What is asked => List every line in the rows below that contains the string "cave", copying each line in full.

[Begin Supplied records]

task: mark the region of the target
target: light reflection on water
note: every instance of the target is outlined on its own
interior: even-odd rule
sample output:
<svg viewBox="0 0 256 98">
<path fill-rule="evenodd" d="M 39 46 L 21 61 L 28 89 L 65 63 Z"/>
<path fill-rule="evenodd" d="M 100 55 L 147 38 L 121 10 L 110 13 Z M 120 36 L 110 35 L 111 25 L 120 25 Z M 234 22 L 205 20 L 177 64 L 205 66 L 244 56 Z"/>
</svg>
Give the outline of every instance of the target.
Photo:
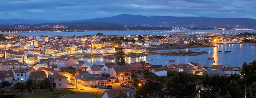
<svg viewBox="0 0 256 98">
<path fill-rule="evenodd" d="M 148 55 L 139 57 L 126 57 L 126 61 L 127 63 L 134 63 L 135 61 L 142 61 L 149 62 L 153 65 L 168 65 L 171 64 L 187 63 L 189 62 L 198 63 L 205 65 L 209 64 L 215 65 L 225 65 L 231 66 L 242 66 L 245 62 L 249 63 L 256 59 L 256 45 L 254 44 L 228 44 L 218 45 L 216 47 L 206 48 L 189 48 L 183 49 L 174 49 L 171 50 L 160 50 L 158 51 L 177 51 L 178 50 L 200 52 L 205 51 L 207 54 L 198 56 L 165 56 L 159 55 Z M 230 51 L 229 53 L 224 52 Z M 219 52 L 222 51 L 222 52 Z M 157 59 L 159 57 L 159 59 Z M 213 57 L 214 59 L 207 60 L 208 57 Z M 149 59 L 153 59 L 148 61 Z M 175 62 L 169 62 L 170 59 L 175 60 Z M 102 65 L 105 62 L 115 62 L 114 60 L 104 59 L 101 57 L 93 58 L 83 58 L 85 63 L 88 65 L 92 64 Z"/>
</svg>

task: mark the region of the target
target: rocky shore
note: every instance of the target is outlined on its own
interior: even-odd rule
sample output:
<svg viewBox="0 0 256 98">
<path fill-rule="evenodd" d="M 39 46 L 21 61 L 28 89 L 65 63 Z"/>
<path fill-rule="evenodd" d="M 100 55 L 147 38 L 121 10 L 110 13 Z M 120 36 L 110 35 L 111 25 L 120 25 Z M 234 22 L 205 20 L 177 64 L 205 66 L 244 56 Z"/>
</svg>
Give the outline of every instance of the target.
<svg viewBox="0 0 256 98">
<path fill-rule="evenodd" d="M 162 56 L 193 56 L 208 53 L 207 52 L 202 51 L 200 52 L 196 52 L 189 50 L 188 51 L 179 51 L 179 52 L 171 52 L 164 53 L 157 53 L 154 52 L 154 51 L 159 50 L 171 50 L 177 49 L 184 49 L 187 48 L 199 48 L 199 47 L 213 47 L 211 45 L 194 45 L 194 46 L 154 46 L 154 47 L 145 48 L 142 47 L 138 47 L 136 48 L 141 49 L 145 49 L 146 51 L 141 53 L 132 53 L 126 54 L 126 57 L 138 57 L 141 56 L 150 55 L 160 55 Z M 83 55 L 76 55 L 70 56 L 73 58 L 76 59 L 81 58 L 82 57 L 86 57 L 87 58 L 92 58 L 95 57 L 101 57 L 104 59 L 115 59 L 115 54 L 103 54 L 102 55 L 94 55 L 92 54 Z"/>
</svg>

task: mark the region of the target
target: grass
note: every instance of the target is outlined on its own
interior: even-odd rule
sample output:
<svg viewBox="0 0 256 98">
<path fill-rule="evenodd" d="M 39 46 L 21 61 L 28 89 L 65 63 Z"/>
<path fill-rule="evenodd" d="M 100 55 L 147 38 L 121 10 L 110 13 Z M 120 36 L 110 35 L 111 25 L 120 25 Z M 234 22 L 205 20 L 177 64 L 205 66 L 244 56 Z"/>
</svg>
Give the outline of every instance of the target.
<svg viewBox="0 0 256 98">
<path fill-rule="evenodd" d="M 83 91 L 76 89 L 54 89 L 52 91 L 34 91 L 32 94 L 31 91 L 28 92 L 27 95 L 23 95 L 22 94 L 25 93 L 25 91 L 20 92 L 20 95 L 18 91 L 8 91 L 4 92 L 4 94 L 16 94 L 16 97 L 24 98 L 59 98 L 61 95 L 70 94 L 93 94 L 95 97 L 99 98 L 103 94 L 102 92 L 97 92 L 90 91 Z"/>
</svg>

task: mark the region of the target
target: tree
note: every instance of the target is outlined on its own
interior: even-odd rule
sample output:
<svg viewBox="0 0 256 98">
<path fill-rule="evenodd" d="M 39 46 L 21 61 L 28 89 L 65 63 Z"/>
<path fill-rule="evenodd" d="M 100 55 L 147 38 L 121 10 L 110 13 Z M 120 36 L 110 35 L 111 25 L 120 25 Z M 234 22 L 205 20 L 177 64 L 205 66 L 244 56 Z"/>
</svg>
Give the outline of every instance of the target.
<svg viewBox="0 0 256 98">
<path fill-rule="evenodd" d="M 256 61 L 247 64 L 245 62 L 243 65 L 241 73 L 244 75 L 245 82 L 247 86 L 249 86 L 254 81 L 256 81 Z"/>
<path fill-rule="evenodd" d="M 41 89 L 50 89 L 50 90 L 52 89 L 52 85 L 49 78 L 45 78 L 41 81 L 39 85 Z"/>
<path fill-rule="evenodd" d="M 2 85 L 3 87 L 7 87 L 9 86 L 9 82 L 7 81 L 4 81 L 2 83 Z"/>
<path fill-rule="evenodd" d="M 26 85 L 27 85 L 27 87 L 29 89 L 31 87 L 32 87 L 32 85 L 33 85 L 33 81 L 30 78 L 29 78 L 28 80 L 27 81 L 27 83 Z"/>
<path fill-rule="evenodd" d="M 117 53 L 115 54 L 115 60 L 116 63 L 119 65 L 125 65 L 126 53 L 124 52 L 124 48 L 115 48 Z"/>
<path fill-rule="evenodd" d="M 122 43 L 121 42 L 121 41 L 115 41 L 111 43 L 111 46 L 115 47 L 117 47 L 121 45 L 121 44 L 122 44 Z"/>
<path fill-rule="evenodd" d="M 18 89 L 22 89 L 24 88 L 25 83 L 21 82 L 18 82 L 14 85 L 14 87 Z"/>
<path fill-rule="evenodd" d="M 156 96 L 164 96 L 161 92 L 162 85 L 158 82 L 149 81 L 136 90 L 136 98 L 154 98 Z"/>
<path fill-rule="evenodd" d="M 118 96 L 116 96 L 116 98 L 127 98 L 127 96 L 126 96 L 126 95 L 124 94 L 124 93 L 122 93 L 122 91 L 119 91 L 119 94 L 118 95 Z"/>
</svg>

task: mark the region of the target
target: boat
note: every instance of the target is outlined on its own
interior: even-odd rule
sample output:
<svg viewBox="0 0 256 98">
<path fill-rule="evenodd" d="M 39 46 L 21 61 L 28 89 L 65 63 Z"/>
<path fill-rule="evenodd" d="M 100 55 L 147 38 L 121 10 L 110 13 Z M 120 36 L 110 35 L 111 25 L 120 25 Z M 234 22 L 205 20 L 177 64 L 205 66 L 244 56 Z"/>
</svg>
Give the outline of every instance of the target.
<svg viewBox="0 0 256 98">
<path fill-rule="evenodd" d="M 169 61 L 170 62 L 175 61 L 175 60 L 174 60 L 174 59 L 170 59 L 170 60 L 169 60 Z"/>
<path fill-rule="evenodd" d="M 213 57 L 208 57 L 207 58 L 207 59 L 214 59 Z"/>
</svg>

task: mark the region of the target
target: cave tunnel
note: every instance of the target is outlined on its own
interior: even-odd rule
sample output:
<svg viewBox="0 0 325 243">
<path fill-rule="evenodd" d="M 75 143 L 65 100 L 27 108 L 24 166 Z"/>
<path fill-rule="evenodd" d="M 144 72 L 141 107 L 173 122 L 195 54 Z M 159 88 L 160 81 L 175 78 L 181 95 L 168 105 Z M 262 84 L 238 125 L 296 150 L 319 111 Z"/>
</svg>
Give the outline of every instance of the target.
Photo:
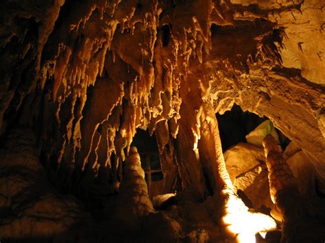
<svg viewBox="0 0 325 243">
<path fill-rule="evenodd" d="M 0 242 L 324 242 L 325 3 L 0 2 Z"/>
</svg>

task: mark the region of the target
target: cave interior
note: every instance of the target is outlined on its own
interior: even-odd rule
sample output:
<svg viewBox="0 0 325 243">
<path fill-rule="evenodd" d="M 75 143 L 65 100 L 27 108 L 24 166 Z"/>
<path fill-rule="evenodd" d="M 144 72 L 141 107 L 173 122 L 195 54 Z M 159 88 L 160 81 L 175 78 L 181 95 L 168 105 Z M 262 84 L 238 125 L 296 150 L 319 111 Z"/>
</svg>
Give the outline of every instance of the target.
<svg viewBox="0 0 325 243">
<path fill-rule="evenodd" d="M 324 242 L 325 2 L 3 0 L 0 242 Z"/>
</svg>

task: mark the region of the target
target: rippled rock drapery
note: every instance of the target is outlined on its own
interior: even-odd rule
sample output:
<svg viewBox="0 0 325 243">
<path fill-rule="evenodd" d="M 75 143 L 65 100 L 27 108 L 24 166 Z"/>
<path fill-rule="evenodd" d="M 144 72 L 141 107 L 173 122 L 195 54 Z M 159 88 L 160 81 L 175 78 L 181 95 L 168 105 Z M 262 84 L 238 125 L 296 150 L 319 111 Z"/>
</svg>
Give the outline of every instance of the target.
<svg viewBox="0 0 325 243">
<path fill-rule="evenodd" d="M 228 180 L 213 116 L 236 103 L 294 141 L 324 188 L 324 8 L 313 0 L 1 1 L 0 131 L 31 127 L 51 181 L 86 200 L 94 187 L 117 190 L 136 129 L 148 129 L 165 192 L 179 181 L 200 200 Z"/>
<path fill-rule="evenodd" d="M 275 203 L 273 215 L 282 222 L 282 242 L 322 242 L 325 239 L 325 201 L 299 191 L 278 145 L 272 135 L 263 140 L 269 190 Z"/>
<path fill-rule="evenodd" d="M 91 216 L 77 199 L 60 195 L 47 181 L 30 129 L 8 133 L 0 161 L 1 240 L 77 242 L 90 229 Z"/>
</svg>

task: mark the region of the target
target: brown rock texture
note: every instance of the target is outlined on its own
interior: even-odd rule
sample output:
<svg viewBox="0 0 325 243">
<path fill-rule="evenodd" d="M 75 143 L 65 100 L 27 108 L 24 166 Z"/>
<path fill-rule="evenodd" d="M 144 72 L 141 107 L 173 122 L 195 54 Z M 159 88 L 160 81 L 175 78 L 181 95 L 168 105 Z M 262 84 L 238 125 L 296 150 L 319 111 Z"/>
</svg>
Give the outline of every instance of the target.
<svg viewBox="0 0 325 243">
<path fill-rule="evenodd" d="M 324 188 L 324 10 L 318 0 L 1 1 L 1 146 L 12 158 L 1 164 L 24 163 L 23 148 L 9 152 L 16 144 L 3 138 L 27 127 L 35 136 L 30 163 L 40 161 L 46 172 L 38 165 L 28 173 L 47 176 L 92 208 L 95 196 L 119 191 L 141 128 L 156 133 L 164 193 L 197 201 L 218 195 L 224 207 L 224 198 L 237 198 L 215 114 L 236 103 L 268 117 L 301 148 Z M 274 199 L 288 186 L 271 181 Z M 4 194 L 5 207 L 7 193 L 16 192 Z M 63 211 L 54 214 L 65 217 L 56 196 Z"/>
<path fill-rule="evenodd" d="M 77 241 L 89 229 L 91 216 L 77 199 L 60 195 L 47 181 L 30 129 L 8 133 L 0 160 L 1 240 Z"/>
</svg>

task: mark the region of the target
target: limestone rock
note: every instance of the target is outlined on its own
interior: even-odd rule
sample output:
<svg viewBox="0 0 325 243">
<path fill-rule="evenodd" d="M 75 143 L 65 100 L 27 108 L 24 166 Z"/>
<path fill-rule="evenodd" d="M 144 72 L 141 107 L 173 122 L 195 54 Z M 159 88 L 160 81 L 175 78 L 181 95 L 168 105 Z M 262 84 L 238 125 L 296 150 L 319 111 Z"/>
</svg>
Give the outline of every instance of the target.
<svg viewBox="0 0 325 243">
<path fill-rule="evenodd" d="M 140 155 L 136 148 L 132 146 L 125 163 L 125 175 L 117 199 L 115 218 L 133 229 L 139 227 L 136 225 L 139 219 L 154 212 Z"/>
<path fill-rule="evenodd" d="M 246 140 L 250 144 L 263 147 L 263 139 L 267 134 L 272 134 L 279 143 L 279 138 L 276 131 L 271 120 L 267 120 L 261 123 L 254 131 L 246 135 Z"/>
<path fill-rule="evenodd" d="M 262 205 L 272 207 L 263 149 L 240 143 L 226 151 L 224 157 L 235 190 L 243 191 L 256 209 Z"/>
<path fill-rule="evenodd" d="M 60 196 L 47 181 L 31 130 L 11 131 L 0 161 L 1 240 L 69 241 L 91 224 L 75 198 Z"/>
<path fill-rule="evenodd" d="M 309 196 L 315 195 L 315 170 L 311 159 L 292 142 L 284 154 L 293 176 L 298 179 L 300 193 Z"/>
</svg>

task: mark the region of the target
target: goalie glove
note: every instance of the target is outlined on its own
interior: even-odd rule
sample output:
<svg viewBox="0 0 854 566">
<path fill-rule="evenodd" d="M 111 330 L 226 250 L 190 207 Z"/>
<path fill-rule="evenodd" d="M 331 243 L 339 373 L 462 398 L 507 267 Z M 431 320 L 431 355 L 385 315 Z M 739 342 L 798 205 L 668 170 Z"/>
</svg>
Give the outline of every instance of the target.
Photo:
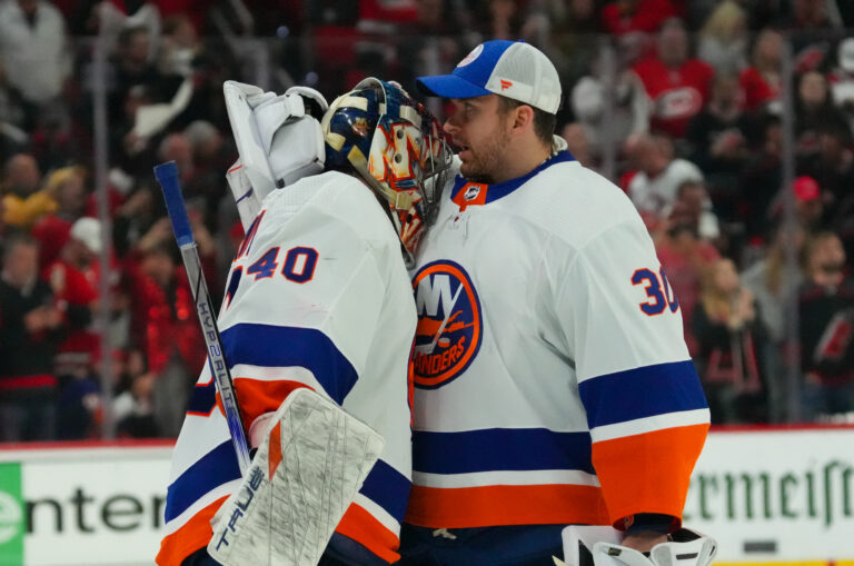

[End Supplied records]

Result of this task =>
target: cave tunnel
target: cave interior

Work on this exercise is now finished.